*Problem details*.
Output the lines of the records below exactly, beginning at their first line and ending at the line with "Identify man in"; include no pictures.
** The data follows **
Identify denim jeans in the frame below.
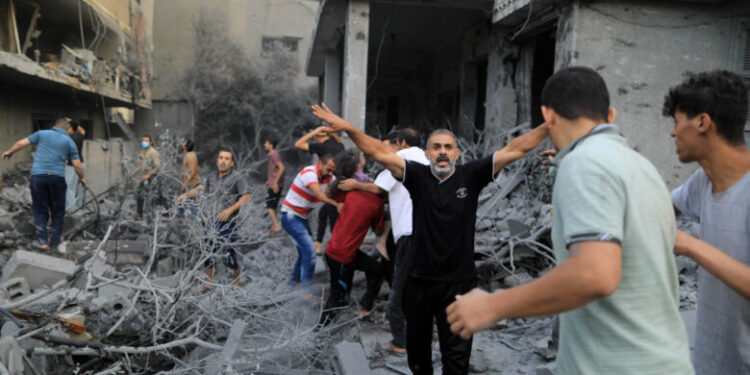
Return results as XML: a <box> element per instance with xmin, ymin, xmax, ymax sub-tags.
<box><xmin>281</xmin><ymin>212</ymin><xmax>315</xmax><ymax>292</ymax></box>
<box><xmin>177</xmin><ymin>184</ymin><xmax>199</xmax><ymax>218</ymax></box>
<box><xmin>30</xmin><ymin>174</ymin><xmax>67</xmax><ymax>246</ymax></box>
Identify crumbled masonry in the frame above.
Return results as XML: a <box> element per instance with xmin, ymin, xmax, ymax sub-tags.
<box><xmin>0</xmin><ymin>133</ymin><xmax>698</xmax><ymax>374</ymax></box>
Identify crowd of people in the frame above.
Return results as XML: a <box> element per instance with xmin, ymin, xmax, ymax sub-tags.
<box><xmin>1</xmin><ymin>67</ymin><xmax>748</xmax><ymax>375</ymax></box>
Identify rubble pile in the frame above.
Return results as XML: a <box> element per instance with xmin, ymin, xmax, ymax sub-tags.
<box><xmin>0</xmin><ymin>132</ymin><xmax>699</xmax><ymax>374</ymax></box>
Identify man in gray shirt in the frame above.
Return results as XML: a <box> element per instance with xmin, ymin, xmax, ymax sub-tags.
<box><xmin>665</xmin><ymin>70</ymin><xmax>750</xmax><ymax>374</ymax></box>
<box><xmin>177</xmin><ymin>148</ymin><xmax>250</xmax><ymax>290</ymax></box>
** End of The data **
*Finished task*.
Identify denim jeans in the frame below.
Return results as XML: a <box> element per instance with xmin, ymin, xmax, ymax sub-tags.
<box><xmin>281</xmin><ymin>212</ymin><xmax>315</xmax><ymax>292</ymax></box>
<box><xmin>177</xmin><ymin>184</ymin><xmax>199</xmax><ymax>218</ymax></box>
<box><xmin>30</xmin><ymin>174</ymin><xmax>67</xmax><ymax>246</ymax></box>
Identify crumbled masonry in the frame above.
Return results as XML: a <box> element per instance with xmin, ymin, xmax, ymax sub-tags.
<box><xmin>0</xmin><ymin>133</ymin><xmax>698</xmax><ymax>374</ymax></box>
Identify crowd of people in the frame above.
Return results as XML: a <box> element per instance with xmin, ymin, xmax, ymax sub-tags.
<box><xmin>1</xmin><ymin>67</ymin><xmax>748</xmax><ymax>375</ymax></box>
Identify rubble pile in the frame above.
Return results as XML: a <box> element per instance with xmin, ymin, xmax, ymax sub-tags.
<box><xmin>0</xmin><ymin>132</ymin><xmax>699</xmax><ymax>374</ymax></box>
Identify man in gray shirt in the frame above.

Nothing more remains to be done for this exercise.